_What you are asked to do_
Return, word for word, the part of the records below that opens with the line containing "Put a dot on each instance of the chalkboard" and closes with the line containing "(238, 1015)", with both of those lines included.

┌─ Stored rows

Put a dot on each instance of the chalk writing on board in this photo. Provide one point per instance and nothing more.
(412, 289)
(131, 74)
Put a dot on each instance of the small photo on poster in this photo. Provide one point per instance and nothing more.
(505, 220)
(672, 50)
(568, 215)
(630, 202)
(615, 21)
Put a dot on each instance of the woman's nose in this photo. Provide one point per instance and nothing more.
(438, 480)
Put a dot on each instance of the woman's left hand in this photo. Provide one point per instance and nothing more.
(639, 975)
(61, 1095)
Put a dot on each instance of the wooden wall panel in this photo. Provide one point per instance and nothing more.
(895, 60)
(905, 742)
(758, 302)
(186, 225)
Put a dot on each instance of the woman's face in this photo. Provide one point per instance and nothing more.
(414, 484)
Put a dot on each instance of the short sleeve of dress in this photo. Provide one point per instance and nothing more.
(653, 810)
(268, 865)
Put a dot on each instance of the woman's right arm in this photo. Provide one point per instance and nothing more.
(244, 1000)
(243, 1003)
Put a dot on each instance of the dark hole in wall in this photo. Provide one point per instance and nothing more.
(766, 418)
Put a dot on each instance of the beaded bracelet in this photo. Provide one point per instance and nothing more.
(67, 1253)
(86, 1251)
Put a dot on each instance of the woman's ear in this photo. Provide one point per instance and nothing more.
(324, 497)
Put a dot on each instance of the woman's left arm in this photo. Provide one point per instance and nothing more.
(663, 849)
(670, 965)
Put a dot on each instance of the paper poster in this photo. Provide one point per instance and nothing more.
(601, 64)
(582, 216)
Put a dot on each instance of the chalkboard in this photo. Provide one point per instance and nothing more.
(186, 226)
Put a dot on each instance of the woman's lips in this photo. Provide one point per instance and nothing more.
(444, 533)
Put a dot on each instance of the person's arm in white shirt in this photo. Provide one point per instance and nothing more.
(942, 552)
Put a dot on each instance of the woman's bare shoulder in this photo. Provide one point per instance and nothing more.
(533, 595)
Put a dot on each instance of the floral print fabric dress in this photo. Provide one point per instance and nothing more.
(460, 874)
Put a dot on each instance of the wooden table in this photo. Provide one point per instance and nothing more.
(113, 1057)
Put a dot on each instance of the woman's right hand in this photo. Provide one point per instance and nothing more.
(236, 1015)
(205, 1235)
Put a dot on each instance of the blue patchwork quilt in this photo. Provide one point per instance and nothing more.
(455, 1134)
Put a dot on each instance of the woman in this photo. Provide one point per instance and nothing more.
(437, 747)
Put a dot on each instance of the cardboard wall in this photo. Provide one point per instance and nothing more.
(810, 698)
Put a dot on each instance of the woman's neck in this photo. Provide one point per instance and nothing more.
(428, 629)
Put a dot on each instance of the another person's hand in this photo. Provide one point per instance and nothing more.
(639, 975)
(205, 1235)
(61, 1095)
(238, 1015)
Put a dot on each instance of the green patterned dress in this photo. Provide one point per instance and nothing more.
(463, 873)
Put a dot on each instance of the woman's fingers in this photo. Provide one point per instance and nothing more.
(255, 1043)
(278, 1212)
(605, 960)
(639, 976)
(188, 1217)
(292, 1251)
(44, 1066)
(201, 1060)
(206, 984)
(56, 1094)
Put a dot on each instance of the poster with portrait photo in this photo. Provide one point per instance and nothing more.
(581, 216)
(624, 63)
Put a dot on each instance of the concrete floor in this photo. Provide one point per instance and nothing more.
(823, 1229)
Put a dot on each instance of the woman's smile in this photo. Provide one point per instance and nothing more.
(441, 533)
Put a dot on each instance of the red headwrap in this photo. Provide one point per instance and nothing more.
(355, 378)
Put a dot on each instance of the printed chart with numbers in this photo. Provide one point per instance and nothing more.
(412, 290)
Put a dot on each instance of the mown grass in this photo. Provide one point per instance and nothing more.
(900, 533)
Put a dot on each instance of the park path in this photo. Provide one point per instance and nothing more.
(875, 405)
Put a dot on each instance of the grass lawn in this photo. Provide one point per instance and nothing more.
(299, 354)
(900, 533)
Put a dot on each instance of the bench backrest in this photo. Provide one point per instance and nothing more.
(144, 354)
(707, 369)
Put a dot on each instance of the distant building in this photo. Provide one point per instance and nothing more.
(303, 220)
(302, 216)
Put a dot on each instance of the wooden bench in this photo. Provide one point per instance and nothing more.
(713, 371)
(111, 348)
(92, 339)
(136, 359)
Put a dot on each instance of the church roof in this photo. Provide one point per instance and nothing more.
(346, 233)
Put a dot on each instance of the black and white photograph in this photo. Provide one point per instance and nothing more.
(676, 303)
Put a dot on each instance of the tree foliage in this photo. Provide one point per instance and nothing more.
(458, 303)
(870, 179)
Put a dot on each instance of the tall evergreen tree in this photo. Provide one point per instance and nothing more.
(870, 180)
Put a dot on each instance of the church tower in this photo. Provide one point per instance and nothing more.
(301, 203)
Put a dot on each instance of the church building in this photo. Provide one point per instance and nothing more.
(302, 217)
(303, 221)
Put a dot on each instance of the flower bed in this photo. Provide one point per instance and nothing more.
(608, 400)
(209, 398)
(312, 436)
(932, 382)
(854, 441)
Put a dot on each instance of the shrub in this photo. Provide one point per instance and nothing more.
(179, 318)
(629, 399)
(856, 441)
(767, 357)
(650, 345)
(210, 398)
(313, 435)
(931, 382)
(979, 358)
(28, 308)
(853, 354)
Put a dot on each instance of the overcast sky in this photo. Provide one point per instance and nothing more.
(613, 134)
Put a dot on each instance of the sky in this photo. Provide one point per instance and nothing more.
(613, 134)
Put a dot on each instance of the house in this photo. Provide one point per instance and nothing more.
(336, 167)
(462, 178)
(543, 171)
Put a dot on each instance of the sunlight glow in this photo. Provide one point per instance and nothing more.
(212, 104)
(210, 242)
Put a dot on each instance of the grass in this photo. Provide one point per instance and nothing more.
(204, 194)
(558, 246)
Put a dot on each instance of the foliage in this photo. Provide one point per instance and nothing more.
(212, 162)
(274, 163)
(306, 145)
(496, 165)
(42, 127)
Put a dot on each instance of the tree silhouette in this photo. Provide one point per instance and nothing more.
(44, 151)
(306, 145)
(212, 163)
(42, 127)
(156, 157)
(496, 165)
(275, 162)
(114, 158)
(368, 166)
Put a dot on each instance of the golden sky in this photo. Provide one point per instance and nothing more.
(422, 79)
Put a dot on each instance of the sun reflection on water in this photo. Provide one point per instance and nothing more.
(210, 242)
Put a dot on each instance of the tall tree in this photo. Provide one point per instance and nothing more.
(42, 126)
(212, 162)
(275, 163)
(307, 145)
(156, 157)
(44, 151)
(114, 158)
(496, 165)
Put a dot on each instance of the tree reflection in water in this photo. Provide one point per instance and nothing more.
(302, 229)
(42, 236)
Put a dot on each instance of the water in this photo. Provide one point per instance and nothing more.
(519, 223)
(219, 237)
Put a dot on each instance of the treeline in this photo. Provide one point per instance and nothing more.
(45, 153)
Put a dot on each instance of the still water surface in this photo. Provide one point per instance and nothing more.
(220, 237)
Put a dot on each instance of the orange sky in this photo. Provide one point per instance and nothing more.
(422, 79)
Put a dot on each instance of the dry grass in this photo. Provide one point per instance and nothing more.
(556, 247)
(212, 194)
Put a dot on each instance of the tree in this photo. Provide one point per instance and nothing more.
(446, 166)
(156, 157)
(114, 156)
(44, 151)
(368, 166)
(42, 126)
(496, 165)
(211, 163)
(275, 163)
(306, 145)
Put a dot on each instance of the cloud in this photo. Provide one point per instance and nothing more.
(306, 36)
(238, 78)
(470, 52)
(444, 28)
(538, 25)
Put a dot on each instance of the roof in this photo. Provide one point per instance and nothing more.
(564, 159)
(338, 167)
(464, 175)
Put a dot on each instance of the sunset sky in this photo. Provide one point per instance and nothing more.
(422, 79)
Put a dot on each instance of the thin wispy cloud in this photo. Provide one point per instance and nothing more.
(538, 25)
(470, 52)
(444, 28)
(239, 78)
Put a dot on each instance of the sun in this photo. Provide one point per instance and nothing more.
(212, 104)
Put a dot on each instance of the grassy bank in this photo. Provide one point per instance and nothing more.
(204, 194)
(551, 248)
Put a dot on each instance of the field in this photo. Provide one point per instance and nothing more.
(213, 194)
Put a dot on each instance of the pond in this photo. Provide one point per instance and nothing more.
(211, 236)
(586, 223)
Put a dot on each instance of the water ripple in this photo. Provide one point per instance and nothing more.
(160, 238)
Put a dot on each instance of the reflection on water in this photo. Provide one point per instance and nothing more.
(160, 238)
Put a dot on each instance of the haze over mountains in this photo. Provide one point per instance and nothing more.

└─

_Result of this task_
Put a dot on each instance of the chalkboard in this photo. Provide one point per instance and nothing more.
(186, 226)
Put a dot on each instance of the woman's lips in this photo. Provide one point per instance and nothing more.
(444, 533)
Put a dot on each instance of the person's arm in white shirt in this photo. Provide one point per instance and nothing more.
(942, 552)
Put a dot on each instance of the woman's bare shoulder in this photo. Provide one point per instance and nothing more.
(533, 595)
Put a dot on each instance of the floral print fabric dress in this photo. Provide one point per instance and nothing more.
(460, 874)
Put a dot on each instance of the wooden table in this photo. Provide one point per instance and nothing more.
(113, 1057)
Put a dot on each instance of the woman's right hand in this photo. Provide one point per instance and nothing more.
(236, 1015)
(205, 1235)
Put a dot on each instance of the blue patchwork quilt in this photo. Provide one point per instance and nothing more.
(455, 1134)
Put a dot on each instance of the woman in this photo. Provide one point per instance and nothing more.
(437, 747)
Put a dot on each instance of the cardboard wall in this photo. Provide one point per instance and nothing more.
(810, 698)
Put a dot on each instance of the woman's neck in this photo. Provide one point per instance and nothing more.
(428, 629)
Put a dot on each instance of the another person's hand in this photo. Provide one point per instance and nothing more.
(639, 975)
(205, 1235)
(61, 1095)
(238, 1015)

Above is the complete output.